Exercise » Reproduce the records below exactly as they appear, omitting any pictures they contain.

(Items from a data source)
========================================================================

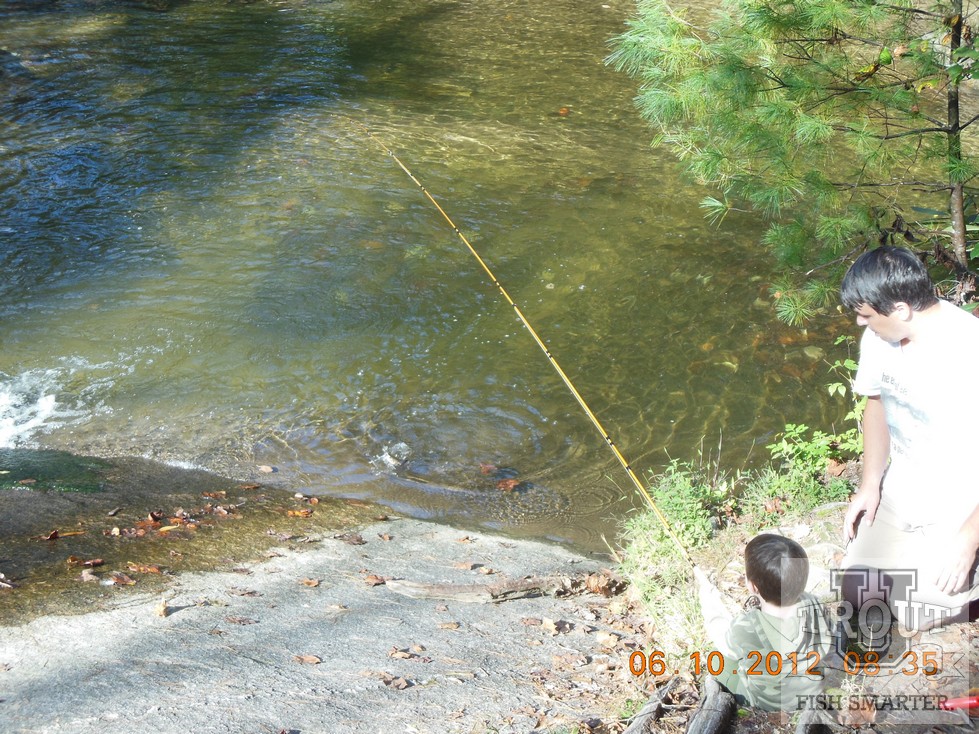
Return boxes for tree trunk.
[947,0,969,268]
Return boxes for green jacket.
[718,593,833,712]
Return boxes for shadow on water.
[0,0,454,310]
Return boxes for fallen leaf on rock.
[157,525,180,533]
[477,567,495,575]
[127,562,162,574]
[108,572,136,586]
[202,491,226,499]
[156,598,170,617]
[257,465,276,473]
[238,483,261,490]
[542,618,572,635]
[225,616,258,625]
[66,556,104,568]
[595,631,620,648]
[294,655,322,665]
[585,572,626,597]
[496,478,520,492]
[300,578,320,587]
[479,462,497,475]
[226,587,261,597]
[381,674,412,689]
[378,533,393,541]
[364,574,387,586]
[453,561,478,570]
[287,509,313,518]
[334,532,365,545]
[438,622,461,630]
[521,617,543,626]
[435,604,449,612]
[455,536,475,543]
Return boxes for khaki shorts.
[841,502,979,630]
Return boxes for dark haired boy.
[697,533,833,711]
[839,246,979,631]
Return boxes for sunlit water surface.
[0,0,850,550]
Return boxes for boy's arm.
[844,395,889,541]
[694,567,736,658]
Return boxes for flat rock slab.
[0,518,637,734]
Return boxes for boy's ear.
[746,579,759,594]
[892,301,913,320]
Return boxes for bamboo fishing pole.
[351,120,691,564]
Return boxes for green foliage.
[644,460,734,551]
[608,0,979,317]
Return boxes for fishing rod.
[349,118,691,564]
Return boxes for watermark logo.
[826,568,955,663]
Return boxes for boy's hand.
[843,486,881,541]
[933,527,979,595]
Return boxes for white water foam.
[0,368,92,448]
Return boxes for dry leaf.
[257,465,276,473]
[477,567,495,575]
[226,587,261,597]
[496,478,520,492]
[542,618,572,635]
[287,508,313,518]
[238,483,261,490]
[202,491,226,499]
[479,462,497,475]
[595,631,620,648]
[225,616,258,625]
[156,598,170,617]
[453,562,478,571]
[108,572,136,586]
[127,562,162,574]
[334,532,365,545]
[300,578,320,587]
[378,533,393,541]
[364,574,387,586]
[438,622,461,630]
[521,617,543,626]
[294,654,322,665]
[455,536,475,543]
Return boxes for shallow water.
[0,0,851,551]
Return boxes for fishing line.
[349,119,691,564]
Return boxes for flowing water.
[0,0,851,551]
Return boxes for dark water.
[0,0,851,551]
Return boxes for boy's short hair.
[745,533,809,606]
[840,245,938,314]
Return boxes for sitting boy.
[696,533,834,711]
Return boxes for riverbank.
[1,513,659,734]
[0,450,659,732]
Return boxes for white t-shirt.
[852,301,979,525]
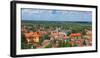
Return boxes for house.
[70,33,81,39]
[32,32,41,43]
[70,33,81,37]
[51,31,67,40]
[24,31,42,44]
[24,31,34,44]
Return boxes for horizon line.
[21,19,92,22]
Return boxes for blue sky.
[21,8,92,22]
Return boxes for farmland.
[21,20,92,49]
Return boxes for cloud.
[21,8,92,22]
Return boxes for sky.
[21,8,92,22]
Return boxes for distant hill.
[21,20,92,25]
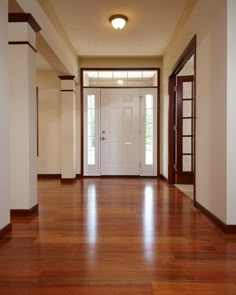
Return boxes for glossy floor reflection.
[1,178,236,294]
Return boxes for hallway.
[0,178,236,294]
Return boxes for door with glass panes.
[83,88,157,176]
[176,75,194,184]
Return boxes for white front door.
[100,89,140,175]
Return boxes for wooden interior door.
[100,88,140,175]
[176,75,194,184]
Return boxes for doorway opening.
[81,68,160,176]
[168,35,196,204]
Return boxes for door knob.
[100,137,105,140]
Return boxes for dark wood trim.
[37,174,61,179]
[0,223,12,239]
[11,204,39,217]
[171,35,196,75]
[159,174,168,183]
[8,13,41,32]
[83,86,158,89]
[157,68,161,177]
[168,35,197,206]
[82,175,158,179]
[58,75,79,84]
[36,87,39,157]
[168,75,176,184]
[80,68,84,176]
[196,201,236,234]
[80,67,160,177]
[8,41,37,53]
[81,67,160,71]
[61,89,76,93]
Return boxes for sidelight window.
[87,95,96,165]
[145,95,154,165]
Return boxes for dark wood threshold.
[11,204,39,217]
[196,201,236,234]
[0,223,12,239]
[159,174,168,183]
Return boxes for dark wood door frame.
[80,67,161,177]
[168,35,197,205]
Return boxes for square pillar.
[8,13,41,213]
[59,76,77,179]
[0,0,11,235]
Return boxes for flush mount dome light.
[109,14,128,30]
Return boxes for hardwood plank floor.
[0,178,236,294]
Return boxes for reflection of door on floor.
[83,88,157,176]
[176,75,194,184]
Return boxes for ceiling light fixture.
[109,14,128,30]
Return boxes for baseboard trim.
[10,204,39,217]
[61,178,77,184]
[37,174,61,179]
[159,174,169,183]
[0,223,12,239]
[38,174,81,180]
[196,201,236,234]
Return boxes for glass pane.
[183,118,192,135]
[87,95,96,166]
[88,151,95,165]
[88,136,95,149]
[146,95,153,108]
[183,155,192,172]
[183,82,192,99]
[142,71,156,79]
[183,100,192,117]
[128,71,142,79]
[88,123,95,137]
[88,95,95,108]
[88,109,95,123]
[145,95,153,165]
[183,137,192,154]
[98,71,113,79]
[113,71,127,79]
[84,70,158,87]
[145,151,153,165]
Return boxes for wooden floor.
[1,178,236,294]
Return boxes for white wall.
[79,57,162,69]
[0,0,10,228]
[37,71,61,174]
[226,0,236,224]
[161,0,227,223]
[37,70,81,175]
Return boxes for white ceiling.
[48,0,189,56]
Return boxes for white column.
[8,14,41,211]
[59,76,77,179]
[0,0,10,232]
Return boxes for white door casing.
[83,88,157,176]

========================================================================

Your solution »
Return boxes for tree trunk.
[947,0,969,268]
Return boxes for green jacket.
[718,593,833,712]
Return boxes for shadow on water.
[0,0,454,310]
Return boxes for fallen leaf on rock.
[157,525,180,533]
[477,567,495,575]
[127,562,162,574]
[108,572,136,586]
[202,491,226,499]
[156,598,170,617]
[257,465,276,473]
[238,483,261,490]
[542,618,572,635]
[225,616,258,625]
[66,556,104,568]
[595,631,620,648]
[294,655,322,665]
[585,572,626,597]
[496,478,520,492]
[300,578,320,587]
[479,462,497,475]
[226,587,261,597]
[381,674,412,689]
[378,533,393,541]
[364,574,387,586]
[453,561,478,570]
[287,509,313,518]
[334,532,365,545]
[438,622,461,630]
[521,617,543,626]
[435,604,449,612]
[455,536,475,543]
Return boxes for khaki shorts.
[841,502,979,630]
Return boxes for dark haired boy.
[697,533,833,711]
[839,246,979,631]
Return boxes for sunlit water surface.
[0,0,850,550]
Return boxes for boy's arm.
[844,395,889,541]
[694,567,736,658]
Return boxes for flat rock slab.
[0,518,637,734]
Return boxes for boy's ear.
[746,579,759,594]
[892,301,913,320]
Return boxes for bamboo fishing pole.
[351,120,691,564]
Return boxes for green foliage.
[644,460,734,551]
[608,0,979,317]
Return boxes for fishing rod.
[349,118,691,564]
Return boxes for watermark logo.
[826,568,955,663]
Return boxes for boy's hand.
[843,486,881,541]
[933,527,979,595]
Return boxes for white water foam.
[0,368,92,448]
Return boxes for dry leaf.
[257,465,276,473]
[477,567,495,575]
[226,587,261,597]
[496,478,520,492]
[542,618,572,635]
[287,508,313,518]
[238,483,261,490]
[202,491,226,499]
[479,462,497,475]
[595,631,620,648]
[225,616,258,625]
[156,598,170,617]
[453,562,478,571]
[108,572,136,586]
[127,562,162,574]
[334,532,365,545]
[300,578,320,587]
[378,533,393,541]
[364,574,387,586]
[438,622,461,630]
[521,617,543,626]
[294,654,322,665]
[455,536,475,543]
Return boxes for shallow water.
[0,0,851,551]
Return boxes for fishing line.
[349,119,691,564]
Return boxes for flowing water.
[0,0,851,551]
Return boxes for dark water.
[0,0,851,551]
Return boxes for boy's short hair.
[745,533,809,606]
[840,245,938,314]
Return boxes for sitting boy.
[696,533,834,711]
Return boxes for riverbank.
[1,513,659,734]
[0,450,659,732]
Return boxes for white t-shirt.
[852,301,979,525]
Return boxes for house.
[70,33,81,39]
[32,32,41,43]
[70,33,81,37]
[51,31,67,40]
[24,31,42,44]
[24,31,34,44]
Return boxes for horizon line.
[21,19,92,22]
Return boxes for blue sky.
[21,8,92,22]
Return boxes for farmland.
[21,20,92,49]
Return boxes for cloud.
[21,8,92,22]
Return boxes for sky.
[21,8,92,22]
Return boxes for distant hill.
[21,20,92,25]
Return boxes for glossy floor reflection.
[1,178,236,294]
Return boxes for hallway.
[0,178,236,294]
Return boxes for door with glass panes.
[83,88,157,176]
[176,75,194,184]
Return boxes for white front door.
[100,89,140,175]
Return boxes for wooden interior door.
[100,88,140,175]
[176,75,194,184]
Return boxes for doorway opening.
[81,68,160,176]
[168,35,196,204]
Return boxes for door knob.
[100,137,105,140]
Return boxes for dark wood trim.
[37,174,61,179]
[0,223,12,239]
[11,204,39,217]
[171,35,196,75]
[159,174,168,183]
[8,13,41,32]
[83,86,158,89]
[157,68,161,177]
[168,35,197,206]
[82,175,158,179]
[58,75,79,84]
[36,87,39,157]
[168,75,176,184]
[80,68,84,176]
[196,201,236,234]
[80,67,160,177]
[8,41,37,53]
[81,67,160,71]
[61,89,76,93]
Return boxes for sidelight window.
[87,95,96,165]
[145,95,154,165]
Return boxes for dark wood threshold.
[11,204,39,217]
[196,201,236,234]
[0,223,12,239]
[159,174,168,183]
Return boxes for dark wood door frame.
[80,67,161,177]
[168,35,197,205]
Return boxes for square pillar.
[8,13,41,213]
[59,76,77,179]
[0,0,11,235]
Return boxes for flush mount dome light.
[109,14,128,30]
Return boxes for hardwood plank floor.
[0,178,236,294]
Return boxes for reflection of door on floor.
[83,88,157,176]
[176,75,194,184]
Return boxes for ceiling light fixture.
[109,14,128,30]
Return boxes for baseboard trim.
[10,204,39,217]
[61,178,77,184]
[37,174,61,179]
[159,174,169,183]
[0,223,12,239]
[38,174,81,180]
[196,201,236,234]
Return boxes for glass pane.
[183,118,192,135]
[87,95,96,166]
[88,151,95,165]
[88,136,95,149]
[146,95,153,108]
[183,155,192,172]
[183,82,192,99]
[142,71,156,79]
[183,100,192,117]
[128,71,142,79]
[88,123,95,137]
[88,95,95,108]
[88,109,95,123]
[145,95,153,165]
[183,137,192,154]
[98,71,113,79]
[113,71,127,79]
[84,70,158,87]
[145,151,153,165]
Return boxes for wooden floor.
[1,178,236,294]
Return boxes for white wall.
[79,57,162,69]
[0,0,10,228]
[37,71,61,174]
[226,0,236,224]
[161,0,227,223]
[37,70,81,175]
Return boxes for white ceiling.
[48,0,189,56]
Return boxes for white column.
[8,14,41,211]
[59,76,77,179]
[0,0,10,232]
Return boxes for white door casing.
[83,88,157,176]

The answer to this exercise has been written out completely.